**EXERCISE GOAL:** Write out each of the records below again, with "even-odd rule" replaced by "nonzero winding rule" everywhere it appears and everything else left the same.

**INPUT:**
========================================================================
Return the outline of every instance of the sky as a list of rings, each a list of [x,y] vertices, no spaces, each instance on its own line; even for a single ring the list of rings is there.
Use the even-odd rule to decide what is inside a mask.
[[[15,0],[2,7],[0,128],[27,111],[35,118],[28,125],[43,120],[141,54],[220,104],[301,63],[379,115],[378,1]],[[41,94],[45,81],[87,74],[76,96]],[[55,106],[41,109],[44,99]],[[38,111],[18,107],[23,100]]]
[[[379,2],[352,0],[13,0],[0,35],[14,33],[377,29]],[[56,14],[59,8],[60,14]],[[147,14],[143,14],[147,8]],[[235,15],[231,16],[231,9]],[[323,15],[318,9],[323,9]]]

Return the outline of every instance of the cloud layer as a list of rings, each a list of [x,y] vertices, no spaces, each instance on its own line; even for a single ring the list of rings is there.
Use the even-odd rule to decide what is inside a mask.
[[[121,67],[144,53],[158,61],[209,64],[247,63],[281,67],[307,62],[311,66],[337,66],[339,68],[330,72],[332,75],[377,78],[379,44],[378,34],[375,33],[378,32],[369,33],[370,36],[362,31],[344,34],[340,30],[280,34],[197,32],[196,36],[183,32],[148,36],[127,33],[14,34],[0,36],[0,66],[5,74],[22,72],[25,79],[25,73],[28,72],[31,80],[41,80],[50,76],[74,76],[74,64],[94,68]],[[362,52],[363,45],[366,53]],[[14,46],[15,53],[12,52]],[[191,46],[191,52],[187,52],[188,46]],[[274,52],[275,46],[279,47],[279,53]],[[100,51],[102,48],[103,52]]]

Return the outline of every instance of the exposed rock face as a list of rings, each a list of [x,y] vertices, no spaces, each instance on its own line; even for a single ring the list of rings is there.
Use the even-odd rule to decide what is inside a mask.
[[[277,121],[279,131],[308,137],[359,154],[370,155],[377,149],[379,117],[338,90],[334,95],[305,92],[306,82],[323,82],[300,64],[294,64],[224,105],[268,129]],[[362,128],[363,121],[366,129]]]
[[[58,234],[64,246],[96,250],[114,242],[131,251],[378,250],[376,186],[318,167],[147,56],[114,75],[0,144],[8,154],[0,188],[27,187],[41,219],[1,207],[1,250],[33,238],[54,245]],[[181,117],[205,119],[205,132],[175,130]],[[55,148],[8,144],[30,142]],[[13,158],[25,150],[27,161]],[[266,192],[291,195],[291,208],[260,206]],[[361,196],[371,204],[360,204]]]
========================================================================
**RESULT BELOW:**
Return the outline of every instance of the sky as a list of rings, each a list of [x,y] vertices, no spaces, each instance on its own line; even for a single ring the list of rings is there.
Use the nonzero winding rule to decide what is inside a mask.
[[[15,0],[2,7],[0,128],[27,111],[35,118],[28,125],[43,120],[141,54],[220,104],[301,63],[379,115],[378,1]],[[41,94],[45,81],[87,74],[76,96]],[[55,106],[41,109],[44,99]],[[38,111],[18,107],[23,100]]]
[[[379,2],[352,0],[13,0],[0,35],[14,33],[377,29]],[[56,14],[59,8],[60,14]],[[147,14],[143,14],[147,8]],[[235,15],[231,16],[231,9]],[[323,15],[318,9],[323,9]]]

Return the outline of every instance of the cloud layer as a list of rings, each a list of [x,y] vertices, no spaces, each instance on its own line; even for a single ring the list of rings is there.
Use the nonzero winding rule to decide what is inside a mask.
[[[121,67],[144,53],[158,61],[209,64],[247,63],[281,67],[307,62],[311,66],[337,66],[339,68],[330,72],[332,75],[377,78],[379,44],[378,34],[375,33],[378,32],[369,33],[370,36],[362,31],[344,34],[340,30],[280,34],[197,32],[196,36],[183,32],[148,36],[127,33],[14,34],[0,36],[0,66],[5,74],[22,72],[25,79],[25,73],[28,72],[31,80],[41,80],[50,76],[74,76],[74,64],[94,68]],[[362,52],[363,45],[366,53]],[[14,46],[15,53],[12,52]],[[191,46],[191,52],[187,52],[188,46]],[[274,52],[275,46],[279,47],[279,53]],[[100,51],[102,48],[103,52]]]

Return the outline of every instance of the exposed rock face as a list of rings, each a list of [x,y] vertices, no spaces, each instance on its own line; even for a single ring the list of rings is there.
Use the nonzero winding rule to decide what is inside a mask.
[[[277,121],[279,131],[308,137],[359,154],[370,155],[377,149],[379,117],[338,90],[334,95],[305,92],[306,82],[323,82],[300,64],[294,64],[224,105],[268,129]],[[362,128],[363,121],[366,129]]]
[[[58,234],[64,246],[96,250],[114,242],[131,251],[378,250],[376,186],[318,167],[147,56],[114,75],[0,144],[8,154],[0,188],[27,187],[41,219],[1,207],[1,250],[33,238],[54,245]],[[181,117],[205,119],[205,132],[175,130]],[[55,148],[8,144],[30,142]],[[13,158],[25,150],[27,161]],[[266,192],[291,195],[291,208],[260,206]],[[361,196],[371,204],[360,204]]]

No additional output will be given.